- Nedumkandam Location in Kerala, India Nedumkandam Nedumkandam (India)
- Coordinates: 9°50′35″N 77°09′07″E﻿ / ﻿9.843°N 77.1519°E
- Country: India
- State: Kerala
- District: Idukki

Government
- • Type: Panchayath
- • Body: Nedumkandam Grama Panchayat

Area
- • Total: 71.95 km^{2} (27.78 sq mi)
- Elevation: 900–1,190 m (2,950–3,900 ft)

Population (2011)
- • Total: 41,980
- • Density: 583.5/km^{2} (1,511/sq mi)

Languages
- • Official: Malayalam, English
- Time zone: UTC+5:30 (IST)
- PIN: 685553
- Telephone code: 04868
- Vehicle registration: KL-69, KL-37
- Nearest cities: Kattappana, Adimaly, Munnar
- Lok Sabha constituency: Idukki
- Niyamasabha constituency: Udumbanchola
- Climate: cold climate which may come down to 10c (Köppen)

= Nedumkandam =

Nedumkandam is the headquarters of Udumbanchola taluk which is situated in Idukki district of the Indian state of Kerala. Nedumkandam is among the fastest growing towns in the Idukki district. Nedumkandam is well known for its spices production and is a major contributor to the production of spices like cardamom and pepper. This town situated at an average elevation (considering only town region) of 900 meter above sea level and maximum elevation respectively 1190 meter (kailasappara mountain) 1100 meter (Ummakkkada mountain, Kurishupara) and 975 meter (Nedumkandam St. Sebastian's Church Kurishumala ) and is a destination for economical stay and shopping for tourists in the popular Kumily-Munnar tourist route.

------------------------------------

• Check your understanding:
A – According to the Nedumkandam text, which taluk has Nedumkandam as its headquarters?
B – From the Nedumkandam text, extract the passage that starts at the words "- PIN: 685553" and ends after the words "to 10c (Köppen)".

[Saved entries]
------------------------------------

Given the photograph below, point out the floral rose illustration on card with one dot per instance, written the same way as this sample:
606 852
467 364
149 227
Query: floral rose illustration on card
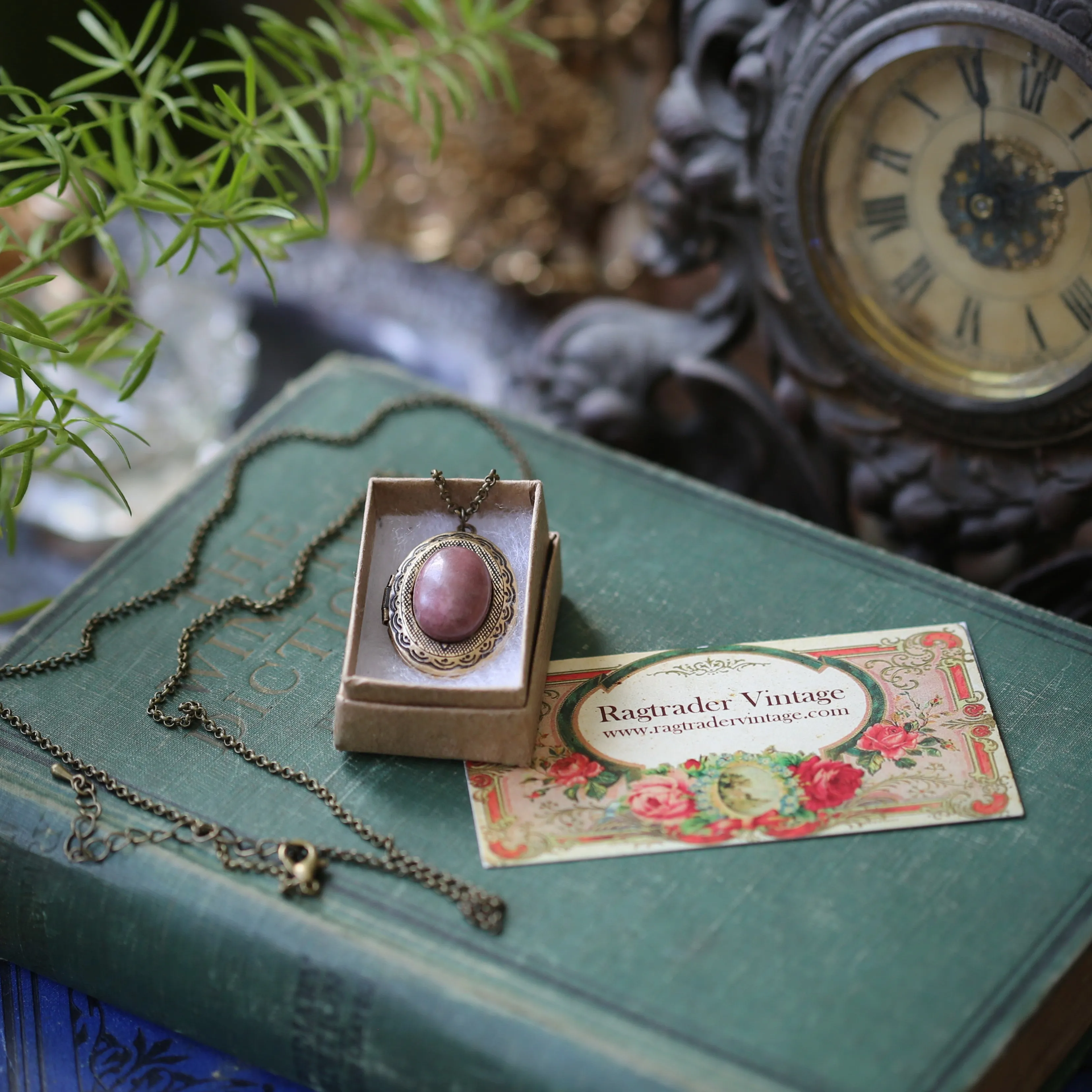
833 736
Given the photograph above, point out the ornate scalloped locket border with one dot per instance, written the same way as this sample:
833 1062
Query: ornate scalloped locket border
415 647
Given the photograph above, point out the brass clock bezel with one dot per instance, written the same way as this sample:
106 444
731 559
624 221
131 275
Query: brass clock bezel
824 62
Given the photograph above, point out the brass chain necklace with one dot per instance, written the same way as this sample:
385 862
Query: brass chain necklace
466 514
295 863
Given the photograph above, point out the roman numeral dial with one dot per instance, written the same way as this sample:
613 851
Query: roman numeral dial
954 221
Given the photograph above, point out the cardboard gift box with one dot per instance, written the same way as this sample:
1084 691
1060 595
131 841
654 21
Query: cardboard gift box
487 714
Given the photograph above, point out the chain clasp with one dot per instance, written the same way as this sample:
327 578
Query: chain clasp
302 865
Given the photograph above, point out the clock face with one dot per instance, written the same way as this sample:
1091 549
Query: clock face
947 190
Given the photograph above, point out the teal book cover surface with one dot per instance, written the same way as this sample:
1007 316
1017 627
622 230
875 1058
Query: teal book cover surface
906 961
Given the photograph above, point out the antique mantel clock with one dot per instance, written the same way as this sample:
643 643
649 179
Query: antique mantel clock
901 194
927 178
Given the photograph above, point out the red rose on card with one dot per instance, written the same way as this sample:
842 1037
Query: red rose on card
826 783
889 740
575 770
663 799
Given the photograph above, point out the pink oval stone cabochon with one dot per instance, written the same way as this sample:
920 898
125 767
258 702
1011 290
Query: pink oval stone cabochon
451 594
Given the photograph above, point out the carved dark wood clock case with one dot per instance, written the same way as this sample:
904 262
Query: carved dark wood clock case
901 195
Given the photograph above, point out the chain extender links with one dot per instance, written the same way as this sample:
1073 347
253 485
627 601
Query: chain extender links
295 863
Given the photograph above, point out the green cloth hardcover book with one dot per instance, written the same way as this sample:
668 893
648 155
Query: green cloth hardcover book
925 959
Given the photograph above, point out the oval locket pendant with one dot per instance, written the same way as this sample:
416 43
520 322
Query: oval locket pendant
450 603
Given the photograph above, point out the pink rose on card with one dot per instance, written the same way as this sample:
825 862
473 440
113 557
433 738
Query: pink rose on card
665 799
889 740
827 783
575 770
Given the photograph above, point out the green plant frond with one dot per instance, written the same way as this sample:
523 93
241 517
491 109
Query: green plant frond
273 128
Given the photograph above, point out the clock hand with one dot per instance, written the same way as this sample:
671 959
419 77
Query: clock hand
1060 179
976 80
1064 178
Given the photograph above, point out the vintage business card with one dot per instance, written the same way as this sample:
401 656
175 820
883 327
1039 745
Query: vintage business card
651 753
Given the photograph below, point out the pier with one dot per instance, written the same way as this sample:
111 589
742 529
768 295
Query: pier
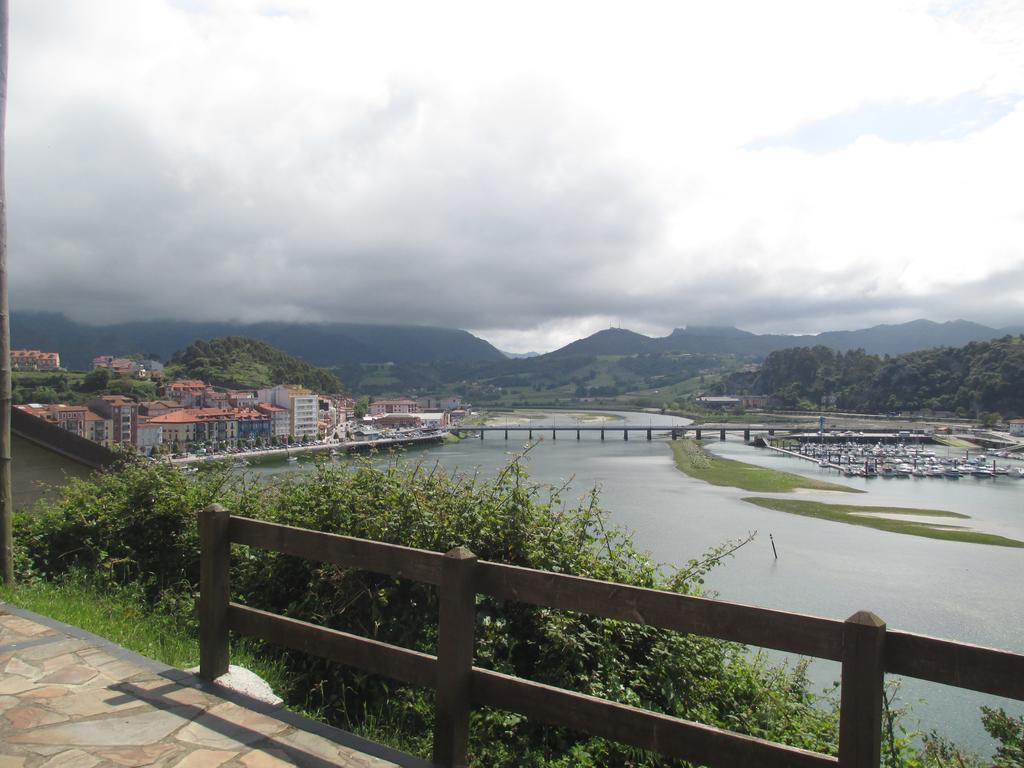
698 430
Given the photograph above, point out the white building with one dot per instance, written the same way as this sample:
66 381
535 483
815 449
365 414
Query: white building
302 406
147 436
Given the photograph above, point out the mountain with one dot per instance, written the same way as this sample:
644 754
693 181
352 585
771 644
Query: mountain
609 341
326 344
240 363
887 339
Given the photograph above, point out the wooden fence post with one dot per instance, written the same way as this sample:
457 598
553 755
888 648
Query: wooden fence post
861 691
214 591
455 657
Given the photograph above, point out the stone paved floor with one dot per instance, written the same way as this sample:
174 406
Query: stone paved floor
69 699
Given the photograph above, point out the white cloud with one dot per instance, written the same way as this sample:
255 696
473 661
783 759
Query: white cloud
530 171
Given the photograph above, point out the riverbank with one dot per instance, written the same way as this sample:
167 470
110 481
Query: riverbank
322 448
869 517
692 460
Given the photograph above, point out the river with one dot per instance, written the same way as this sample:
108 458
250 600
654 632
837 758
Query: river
966 592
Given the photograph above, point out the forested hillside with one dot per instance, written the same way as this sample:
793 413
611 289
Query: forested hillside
239 361
983 377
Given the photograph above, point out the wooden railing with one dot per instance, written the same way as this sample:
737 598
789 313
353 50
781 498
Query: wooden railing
861 643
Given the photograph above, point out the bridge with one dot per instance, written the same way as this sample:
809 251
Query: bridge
675 432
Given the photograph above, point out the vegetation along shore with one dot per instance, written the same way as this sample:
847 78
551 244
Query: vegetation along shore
694 461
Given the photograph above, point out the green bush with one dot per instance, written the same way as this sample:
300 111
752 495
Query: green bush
137 524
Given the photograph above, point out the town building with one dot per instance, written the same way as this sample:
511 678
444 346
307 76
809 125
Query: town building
242 398
34 359
396 421
71 418
98 429
198 425
158 408
123 412
147 436
435 420
281 419
187 392
302 407
253 426
401 406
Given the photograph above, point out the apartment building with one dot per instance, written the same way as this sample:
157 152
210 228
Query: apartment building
401 406
196 425
123 412
300 402
34 359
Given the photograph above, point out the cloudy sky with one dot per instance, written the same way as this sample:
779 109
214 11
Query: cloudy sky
531 172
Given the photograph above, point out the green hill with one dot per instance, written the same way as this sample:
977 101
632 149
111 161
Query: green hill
242 363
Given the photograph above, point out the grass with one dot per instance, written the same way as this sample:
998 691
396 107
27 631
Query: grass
121 615
694 461
867 516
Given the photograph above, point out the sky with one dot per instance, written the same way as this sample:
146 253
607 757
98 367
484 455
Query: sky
530 171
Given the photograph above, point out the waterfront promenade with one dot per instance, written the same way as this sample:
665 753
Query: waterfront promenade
71 699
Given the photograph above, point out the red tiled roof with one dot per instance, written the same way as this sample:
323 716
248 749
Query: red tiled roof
190 415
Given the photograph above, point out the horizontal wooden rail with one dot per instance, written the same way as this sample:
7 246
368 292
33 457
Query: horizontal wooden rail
744 624
962 665
648 730
371 655
862 644
418 564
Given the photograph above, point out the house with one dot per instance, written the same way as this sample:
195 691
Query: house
301 404
242 398
98 429
198 425
70 418
401 406
34 359
396 421
123 412
253 425
436 420
188 392
158 408
281 419
147 436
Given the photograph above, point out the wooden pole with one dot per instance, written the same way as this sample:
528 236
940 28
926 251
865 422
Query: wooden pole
6 502
455 657
214 591
861 690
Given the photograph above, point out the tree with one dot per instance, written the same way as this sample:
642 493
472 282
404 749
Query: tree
6 502
96 381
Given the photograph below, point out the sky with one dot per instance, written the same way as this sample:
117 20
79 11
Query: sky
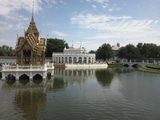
87 23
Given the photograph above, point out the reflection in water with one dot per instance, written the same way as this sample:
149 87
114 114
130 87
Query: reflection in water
30 98
104 77
73 75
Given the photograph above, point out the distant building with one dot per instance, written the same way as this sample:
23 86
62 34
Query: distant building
115 49
30 49
73 55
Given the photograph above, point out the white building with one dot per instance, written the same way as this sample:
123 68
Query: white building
115 49
73 55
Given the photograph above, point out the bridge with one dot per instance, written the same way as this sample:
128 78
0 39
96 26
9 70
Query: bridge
135 64
29 72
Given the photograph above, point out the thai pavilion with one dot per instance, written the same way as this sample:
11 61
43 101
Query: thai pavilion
73 55
30 49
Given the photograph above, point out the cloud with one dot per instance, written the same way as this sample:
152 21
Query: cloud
125 29
59 34
111 23
94 6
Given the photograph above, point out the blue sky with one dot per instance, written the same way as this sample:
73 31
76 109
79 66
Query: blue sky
89 23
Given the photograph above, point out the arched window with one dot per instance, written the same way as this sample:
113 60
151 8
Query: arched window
85 60
74 60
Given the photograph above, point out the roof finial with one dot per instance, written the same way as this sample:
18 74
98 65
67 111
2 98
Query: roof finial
33 11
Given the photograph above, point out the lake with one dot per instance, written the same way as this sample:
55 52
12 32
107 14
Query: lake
112 93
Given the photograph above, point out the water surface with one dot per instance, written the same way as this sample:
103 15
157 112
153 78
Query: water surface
116 94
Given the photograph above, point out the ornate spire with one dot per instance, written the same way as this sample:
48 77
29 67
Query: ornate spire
32 27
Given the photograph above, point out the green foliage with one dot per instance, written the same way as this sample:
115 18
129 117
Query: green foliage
6 51
55 45
104 52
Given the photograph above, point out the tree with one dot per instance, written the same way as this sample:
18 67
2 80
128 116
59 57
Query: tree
55 45
129 52
104 52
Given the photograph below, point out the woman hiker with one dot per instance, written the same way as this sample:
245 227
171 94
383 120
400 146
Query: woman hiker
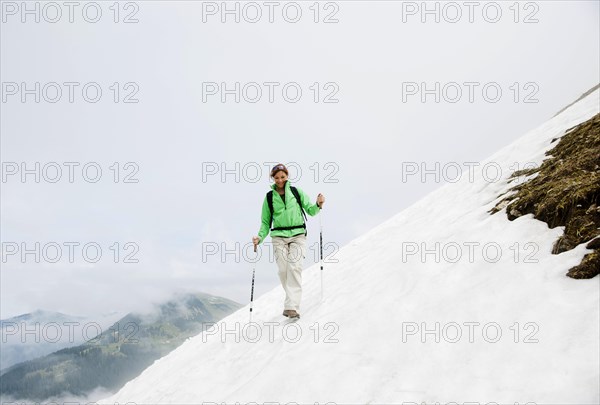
284 207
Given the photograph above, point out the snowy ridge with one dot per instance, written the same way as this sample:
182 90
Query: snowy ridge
458 324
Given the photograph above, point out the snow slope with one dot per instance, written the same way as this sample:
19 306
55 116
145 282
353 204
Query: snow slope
491 318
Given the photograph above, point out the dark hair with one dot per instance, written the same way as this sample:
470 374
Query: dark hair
279 168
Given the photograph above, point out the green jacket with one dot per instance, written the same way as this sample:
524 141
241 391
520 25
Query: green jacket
285 214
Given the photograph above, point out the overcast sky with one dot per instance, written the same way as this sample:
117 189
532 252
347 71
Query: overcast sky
353 95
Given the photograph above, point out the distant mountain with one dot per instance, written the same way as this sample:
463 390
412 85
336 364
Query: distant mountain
28 336
117 355
442 302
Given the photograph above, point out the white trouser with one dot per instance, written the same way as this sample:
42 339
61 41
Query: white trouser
289 255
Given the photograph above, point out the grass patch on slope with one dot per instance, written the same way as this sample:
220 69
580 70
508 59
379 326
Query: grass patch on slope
565 192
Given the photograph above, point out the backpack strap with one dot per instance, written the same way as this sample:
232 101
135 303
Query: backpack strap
297 195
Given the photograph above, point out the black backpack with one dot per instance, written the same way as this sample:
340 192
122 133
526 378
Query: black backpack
285 228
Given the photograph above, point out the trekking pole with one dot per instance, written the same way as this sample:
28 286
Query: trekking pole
321 250
252 290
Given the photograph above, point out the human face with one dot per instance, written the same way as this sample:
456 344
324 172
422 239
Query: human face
280 179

------------------------------------

• Solutions below:
A – Udumbanchola taluk.

B –
- PIN: 685553
- Telephone code: 04868
- Vehicle registration: KL-69, KL-37
- Nearest cities: Kattappana, Adimaly, Munnar
- Lok Sabha constituency: Idukki
- Niyamasabha constituency: Udumbanchola
- Climate: cold climate which may come down to 10c (Köppen)